======== EXTRACTED DATA
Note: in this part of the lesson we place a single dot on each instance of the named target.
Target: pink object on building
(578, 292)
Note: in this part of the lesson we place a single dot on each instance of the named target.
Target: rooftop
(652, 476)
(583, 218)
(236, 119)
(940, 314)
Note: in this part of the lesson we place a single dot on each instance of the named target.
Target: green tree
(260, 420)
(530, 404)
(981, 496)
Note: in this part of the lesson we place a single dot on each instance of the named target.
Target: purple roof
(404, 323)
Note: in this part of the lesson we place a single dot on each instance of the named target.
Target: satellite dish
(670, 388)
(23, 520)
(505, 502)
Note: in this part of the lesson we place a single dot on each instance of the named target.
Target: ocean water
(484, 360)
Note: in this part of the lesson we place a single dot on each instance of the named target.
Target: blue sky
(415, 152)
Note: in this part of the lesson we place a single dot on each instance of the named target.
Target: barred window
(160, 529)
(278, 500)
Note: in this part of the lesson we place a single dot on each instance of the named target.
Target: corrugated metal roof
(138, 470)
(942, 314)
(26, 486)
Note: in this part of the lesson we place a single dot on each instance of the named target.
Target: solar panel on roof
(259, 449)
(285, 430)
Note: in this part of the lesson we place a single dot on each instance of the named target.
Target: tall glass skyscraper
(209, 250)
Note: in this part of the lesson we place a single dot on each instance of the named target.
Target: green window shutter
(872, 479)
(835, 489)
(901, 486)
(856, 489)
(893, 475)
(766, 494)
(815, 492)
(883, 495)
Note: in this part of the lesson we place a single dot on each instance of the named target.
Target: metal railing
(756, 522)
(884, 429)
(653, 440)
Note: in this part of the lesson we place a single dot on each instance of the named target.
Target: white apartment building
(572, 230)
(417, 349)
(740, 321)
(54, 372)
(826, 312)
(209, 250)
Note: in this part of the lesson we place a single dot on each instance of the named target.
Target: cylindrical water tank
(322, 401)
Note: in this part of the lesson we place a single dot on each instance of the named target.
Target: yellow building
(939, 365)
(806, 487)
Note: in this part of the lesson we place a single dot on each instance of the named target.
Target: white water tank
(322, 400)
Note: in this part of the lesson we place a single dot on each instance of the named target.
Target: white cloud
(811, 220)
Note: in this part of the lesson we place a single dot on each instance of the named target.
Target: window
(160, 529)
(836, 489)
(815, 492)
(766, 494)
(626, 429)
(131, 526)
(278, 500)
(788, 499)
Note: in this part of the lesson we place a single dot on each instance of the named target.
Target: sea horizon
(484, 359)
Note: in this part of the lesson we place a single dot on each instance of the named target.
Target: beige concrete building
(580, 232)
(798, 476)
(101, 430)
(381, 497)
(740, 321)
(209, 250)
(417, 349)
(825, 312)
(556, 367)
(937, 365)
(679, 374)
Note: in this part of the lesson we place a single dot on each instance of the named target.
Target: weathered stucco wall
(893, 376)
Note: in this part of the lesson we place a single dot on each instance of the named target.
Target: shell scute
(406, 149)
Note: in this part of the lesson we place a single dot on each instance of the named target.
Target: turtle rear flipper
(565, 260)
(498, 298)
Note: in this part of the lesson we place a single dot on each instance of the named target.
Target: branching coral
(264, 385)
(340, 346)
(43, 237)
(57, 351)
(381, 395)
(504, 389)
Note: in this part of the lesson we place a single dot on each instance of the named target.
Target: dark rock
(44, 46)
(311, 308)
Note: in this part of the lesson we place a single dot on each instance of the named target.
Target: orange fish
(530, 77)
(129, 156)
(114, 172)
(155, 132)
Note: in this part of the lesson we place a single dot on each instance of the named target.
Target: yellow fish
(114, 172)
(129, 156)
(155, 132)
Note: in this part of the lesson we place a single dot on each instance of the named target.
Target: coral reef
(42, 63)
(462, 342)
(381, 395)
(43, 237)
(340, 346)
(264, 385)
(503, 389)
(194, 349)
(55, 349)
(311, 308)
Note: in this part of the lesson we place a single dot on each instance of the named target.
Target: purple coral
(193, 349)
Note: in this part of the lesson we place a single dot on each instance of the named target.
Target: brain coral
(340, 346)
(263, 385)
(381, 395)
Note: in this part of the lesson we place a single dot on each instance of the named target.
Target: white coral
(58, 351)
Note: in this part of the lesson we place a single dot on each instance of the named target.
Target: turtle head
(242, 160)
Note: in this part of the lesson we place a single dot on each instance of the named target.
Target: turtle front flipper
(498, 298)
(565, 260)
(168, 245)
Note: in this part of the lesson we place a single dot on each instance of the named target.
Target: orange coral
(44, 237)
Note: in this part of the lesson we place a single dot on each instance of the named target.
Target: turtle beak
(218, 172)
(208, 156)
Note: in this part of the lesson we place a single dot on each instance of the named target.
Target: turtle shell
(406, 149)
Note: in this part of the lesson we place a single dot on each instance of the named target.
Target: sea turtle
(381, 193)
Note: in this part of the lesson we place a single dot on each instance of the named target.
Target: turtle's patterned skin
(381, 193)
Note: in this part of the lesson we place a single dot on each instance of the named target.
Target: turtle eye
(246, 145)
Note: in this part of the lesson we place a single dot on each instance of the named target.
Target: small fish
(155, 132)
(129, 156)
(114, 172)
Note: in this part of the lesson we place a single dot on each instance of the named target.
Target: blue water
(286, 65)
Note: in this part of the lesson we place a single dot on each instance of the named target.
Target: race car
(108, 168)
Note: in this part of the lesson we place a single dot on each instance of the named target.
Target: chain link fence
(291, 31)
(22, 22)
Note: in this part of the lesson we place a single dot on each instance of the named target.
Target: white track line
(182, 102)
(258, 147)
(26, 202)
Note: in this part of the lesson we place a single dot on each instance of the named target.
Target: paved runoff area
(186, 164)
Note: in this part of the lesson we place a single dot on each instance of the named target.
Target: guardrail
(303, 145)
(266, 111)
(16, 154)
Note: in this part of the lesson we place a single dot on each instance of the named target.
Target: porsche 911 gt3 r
================
**HOW TO COMPLETE THIS TASK:** All of the data needs to be repeated exactly.

**ANSWER BOX:**
Note: in this part of the lesson we place a single dot on each instance of the named target.
Target: pink object on building
(578, 292)
Note: in this part of the lesson we place a single dot on each instance of the named target.
Target: rooftop
(652, 476)
(583, 218)
(236, 119)
(940, 314)
Note: in this part of the lesson we place a single dot on each instance of the named target.
Target: green tree
(260, 420)
(530, 404)
(981, 496)
Note: in this part of the lesson we place a single dot on each instance of the named target.
Target: purple roof
(404, 323)
Note: in this part of the lesson we place a single dot on each instance of the named target.
Target: satellite dish
(670, 388)
(23, 520)
(505, 502)
Note: in this part of the lesson we place a single dot on each instance of the named target.
Target: ocean water
(484, 360)
Note: in this part of the lesson we place a single dot on each instance of the named target.
Target: blue sky
(415, 152)
Note: in this part of the lesson we place a single dot on each instance of the named target.
Target: barred window
(160, 529)
(278, 500)
Note: in this part of the lesson we place a single dot on each instance of the named target.
Target: corrugated metal roof
(138, 470)
(942, 314)
(26, 486)
Note: in this part of the lesson we place a single dot on each instance of the named target.
Target: solar panel on roof
(259, 449)
(285, 430)
Note: in this part of the lesson we place a single dot on each instance of the named target.
Target: tall glass skyscraper
(209, 250)
Note: in this part of the lesson we place a single dot on each instance of the named target.
Target: green window shutter
(872, 479)
(835, 489)
(901, 486)
(856, 489)
(893, 475)
(766, 494)
(815, 492)
(883, 495)
Note: in this part of the lesson we place a single dot on each instance of the named target.
Target: metal railing
(756, 522)
(884, 429)
(653, 440)
Note: in this part of the lesson we place a single dot on each instance of the named target.
Target: white apartment building
(572, 230)
(417, 349)
(740, 321)
(54, 372)
(826, 312)
(209, 250)
Note: in this part of the lesson we place a single dot on each instance of the named target.
Target: cylindrical water tank
(322, 401)
Note: in this part of the lesson we place a single dot on each instance of the named target.
Target: yellow building
(939, 365)
(806, 487)
Note: in this part of the lesson we place a single dot on each instance of the named target.
Target: white water tank
(322, 400)
Note: in this part of the lesson we place a single dot on each instance of the named target.
Target: white cloud
(811, 220)
Note: in this part of the lesson we place a single dot on each instance of the named target.
Target: window
(160, 529)
(836, 489)
(815, 492)
(766, 494)
(626, 429)
(131, 526)
(278, 500)
(788, 499)
Note: in this part of the lesson we place a single dot on each instance of the named target.
Target: sea horizon
(484, 359)
Note: in this part of the lesson we place a single dot on each instance of the named target.
Target: beige concrete building
(580, 232)
(798, 476)
(101, 430)
(381, 497)
(740, 321)
(209, 250)
(417, 349)
(825, 312)
(556, 367)
(937, 365)
(679, 374)
Note: in this part of the lesson we place a single dot on each instance of the named target.
Target: weathered stucco wall
(893, 376)
Note: in this part of the lesson we place a single dot on each instance of the named target.
Target: shell scute
(406, 149)
Note: in this part of the lesson we place a single dot on each instance of the named target.
Target: turtle rear flipper
(565, 260)
(498, 298)
Note: in this part of the lesson we place a single dot on each instance of the named target.
Target: branching coral
(264, 385)
(340, 346)
(43, 237)
(57, 351)
(381, 395)
(504, 389)
Note: in this part of the lesson we place a single dot on each instance of the named target.
Target: dark rock
(44, 46)
(311, 308)
Note: in this part of the lesson we place a single dot on each instance of the named target.
Target: orange fish
(530, 77)
(129, 156)
(114, 172)
(155, 132)
Note: in this part of the lesson we place a single dot on each instance of the named target.
Target: yellow fish
(114, 172)
(129, 156)
(155, 132)
Note: in this part of the lesson we place a single dot on each instance of the named target.
Target: coral reef
(42, 63)
(462, 342)
(381, 395)
(43, 237)
(340, 346)
(264, 385)
(503, 389)
(194, 349)
(55, 349)
(311, 308)
Note: in this part of the lesson we place a single dot on each instance of the named target.
Target: purple coral
(193, 349)
Note: in this part of the lesson we place a single dot on each instance of the named target.
Target: brain coral
(340, 346)
(263, 385)
(381, 395)
Note: in this part of the lesson we place a single dot on each instance of the named target.
Target: white coral
(58, 351)
Note: in this part of the lesson we place a single dot on each instance of the named target.
Target: turtle head
(242, 160)
Note: in this part of the lesson we place a single dot on each instance of the named target.
Target: turtle front flipper
(498, 298)
(565, 260)
(168, 245)
Note: in this part of the lesson we place a single dot on each instance of the named target.
Target: orange coral
(44, 237)
Note: in this part of the lesson we place a single dot on each instance of the named target.
Target: turtle beak
(218, 172)
(208, 156)
Note: in this part of the lesson we place a single dot on each instance of the named target.
Target: turtle shell
(406, 149)
Note: in this part of the lesson we place a single dot on each instance of the named target.
Target: sea turtle
(381, 193)
Note: in this part of the lesson we place a single dot on each instance of the named target.
Target: turtle's patterned skin
(381, 193)
Note: in this part of the lesson we place a single dot on each instance of the named target.
Target: turtle eye
(246, 145)
Note: in this part of the lesson we place a single dot on each instance of the named target.
Target: small fish
(155, 132)
(129, 156)
(114, 172)
Note: in this part of the lesson we place a single dot on each instance of the named target.
Target: blue water
(286, 65)
Note: in this part of the lesson we place a single dot on each instance of the named target.
Target: race car
(108, 168)
Note: in this part of the lesson we place a single dot on each instance of the named target.
Target: chain link fence
(291, 31)
(22, 22)
Note: in this part of the lesson we place a single dot on each instance of the named target.
Target: white track line
(182, 102)
(258, 147)
(26, 202)
Note: in this part of the lesson we place a single dot on each instance of the named target.
Target: paved runoff area
(186, 164)
Note: in this part of the lesson we place a single dot on each instance of the named target.
Target: guardrail
(303, 145)
(266, 111)
(16, 154)
Note: in this part of the lesson we place a single dot on each instance of the named target.
Target: porsche 911 gt3 r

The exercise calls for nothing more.